SELECTED EXTRACT:
That a forward-facing physician would weigh into such a trivial debate at a time of crisis is troubling, to say the least. That a public health professor would seemingly position weight gain as a threat akin to contracting Covid feels dangerous. And that, in the midst of so much profound loss and anguish, anyone would deter people from enjoying anything, let alone a free donut, is frankly exhausting. Is this really why we can’t have nice things?

Studies have clearly shown a rise in eating disorders and an increase in disordered eating habits during the ongoing pandemic. From the isolation and loss of daily routines to endless jokes about the “Covid 15” and public lamentations about pandemic weight gain, many have found themselves at risk or developing or relapsing into previously unhealthy behavior. Anxiety, stress, and the need to control a single aspect of one’s life when everything around them — be it work, parenting, the pandemic, mass shootings, racial unrest — feels uncontrollable only adds to the increased risk.

LISTED ENTRIES:
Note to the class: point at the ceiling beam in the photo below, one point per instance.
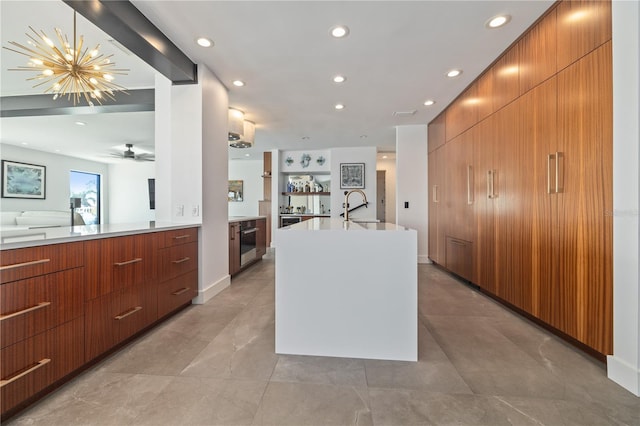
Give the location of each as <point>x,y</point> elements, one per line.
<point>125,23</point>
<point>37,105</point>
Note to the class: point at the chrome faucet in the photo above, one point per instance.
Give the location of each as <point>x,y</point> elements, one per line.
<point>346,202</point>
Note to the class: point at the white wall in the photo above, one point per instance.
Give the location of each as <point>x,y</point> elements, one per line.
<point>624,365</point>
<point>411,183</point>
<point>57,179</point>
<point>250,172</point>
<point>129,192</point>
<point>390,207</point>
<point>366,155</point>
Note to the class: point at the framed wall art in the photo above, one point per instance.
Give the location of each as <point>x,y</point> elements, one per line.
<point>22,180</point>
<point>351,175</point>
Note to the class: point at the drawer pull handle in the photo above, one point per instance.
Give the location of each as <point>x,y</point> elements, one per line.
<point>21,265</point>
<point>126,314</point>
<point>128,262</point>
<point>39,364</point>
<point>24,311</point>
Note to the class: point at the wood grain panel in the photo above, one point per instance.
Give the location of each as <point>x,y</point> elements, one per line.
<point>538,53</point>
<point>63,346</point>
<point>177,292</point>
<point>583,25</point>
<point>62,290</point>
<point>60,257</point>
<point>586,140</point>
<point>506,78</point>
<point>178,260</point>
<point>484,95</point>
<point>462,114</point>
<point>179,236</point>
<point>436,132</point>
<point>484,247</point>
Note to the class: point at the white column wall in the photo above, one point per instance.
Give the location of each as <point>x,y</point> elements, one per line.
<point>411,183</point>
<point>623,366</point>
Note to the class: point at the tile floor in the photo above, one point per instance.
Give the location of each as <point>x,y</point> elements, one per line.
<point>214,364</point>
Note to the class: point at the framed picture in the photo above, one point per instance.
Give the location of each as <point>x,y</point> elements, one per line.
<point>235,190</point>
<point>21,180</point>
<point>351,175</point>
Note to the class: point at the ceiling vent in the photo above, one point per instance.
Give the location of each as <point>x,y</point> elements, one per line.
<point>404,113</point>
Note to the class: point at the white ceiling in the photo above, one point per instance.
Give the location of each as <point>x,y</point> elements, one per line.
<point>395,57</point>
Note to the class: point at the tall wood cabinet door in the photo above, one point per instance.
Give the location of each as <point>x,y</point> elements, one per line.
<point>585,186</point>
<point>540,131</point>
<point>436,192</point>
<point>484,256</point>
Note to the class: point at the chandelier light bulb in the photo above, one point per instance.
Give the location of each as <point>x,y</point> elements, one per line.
==
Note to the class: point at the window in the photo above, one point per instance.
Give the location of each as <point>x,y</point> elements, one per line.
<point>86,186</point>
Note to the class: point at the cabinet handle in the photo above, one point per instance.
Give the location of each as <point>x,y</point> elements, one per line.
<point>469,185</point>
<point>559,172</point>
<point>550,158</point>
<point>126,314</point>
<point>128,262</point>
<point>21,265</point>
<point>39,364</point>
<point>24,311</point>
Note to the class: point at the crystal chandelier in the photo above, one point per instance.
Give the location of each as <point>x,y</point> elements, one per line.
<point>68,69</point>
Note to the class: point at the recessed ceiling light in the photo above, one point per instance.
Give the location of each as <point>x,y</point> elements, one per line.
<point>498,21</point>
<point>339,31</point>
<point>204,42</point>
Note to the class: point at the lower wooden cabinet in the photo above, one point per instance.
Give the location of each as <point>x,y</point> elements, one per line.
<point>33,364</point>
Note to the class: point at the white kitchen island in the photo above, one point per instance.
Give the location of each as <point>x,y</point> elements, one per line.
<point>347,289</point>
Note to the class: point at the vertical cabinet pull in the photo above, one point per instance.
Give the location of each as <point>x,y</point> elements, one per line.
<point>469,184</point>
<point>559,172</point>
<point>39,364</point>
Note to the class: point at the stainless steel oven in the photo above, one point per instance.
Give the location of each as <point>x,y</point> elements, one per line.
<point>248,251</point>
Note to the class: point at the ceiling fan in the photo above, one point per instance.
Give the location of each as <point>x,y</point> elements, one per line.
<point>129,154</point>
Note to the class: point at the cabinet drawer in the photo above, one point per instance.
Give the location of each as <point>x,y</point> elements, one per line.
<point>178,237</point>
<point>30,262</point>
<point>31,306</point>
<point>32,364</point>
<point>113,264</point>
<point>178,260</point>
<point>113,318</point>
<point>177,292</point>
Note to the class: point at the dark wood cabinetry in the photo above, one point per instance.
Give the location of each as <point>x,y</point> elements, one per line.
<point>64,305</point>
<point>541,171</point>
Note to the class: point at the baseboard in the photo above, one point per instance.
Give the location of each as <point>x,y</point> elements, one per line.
* * *
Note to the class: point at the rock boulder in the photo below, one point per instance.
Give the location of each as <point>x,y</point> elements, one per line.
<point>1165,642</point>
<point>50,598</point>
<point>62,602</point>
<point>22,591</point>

THE TASK:
Pick up the commentary on the free-donut debate and pandemic eating disorders right after its last sentence, and carry it on.

RESPONSE TO THIS TASK:
“Krispy Kreme offering free donuts for getting vaccinated is like Marlboro offering free cigarettes for getting a flu shot,” physician and social justice personality Eugene Gu tweeted, in a similar vein. “We have an obesity epidemic in this country that is killing us. Corporations that ride the COVID-19 vaccine as a marketing ploy for junk food is [sic] terrible.”

Positioning fatness as a sickness? In the middle of an actual plague? That’s truly the hill these medical professionals want to die on? I’m not even going to bother elaborating on the fact that there is no such thing as one healthy cigarette while sweet treats can easily make up part of a balanced diet, nor will I devote much time to reminding people that smoking is a bad, addictive habit whereas eating is a daily necessity. In this kind of environment, what’s the point?

It is not fatness, but rather fatphobia that is actually killing fat people. One 2009 study found that 40 percent of doctors had a “negative reaction” towards obese patients, and a 2015 study found that doctors spend less time caring for their fat patients. Another 2013 study found that relationships between doctors and fat patients is often categorized as “weak”,  meaning that serious health problems not linked to the patients’ weight were liable to be overlooked and left untreated. A 2009 study found yo-yo dieting to be linked to an increased risk of diabetes and heart disease.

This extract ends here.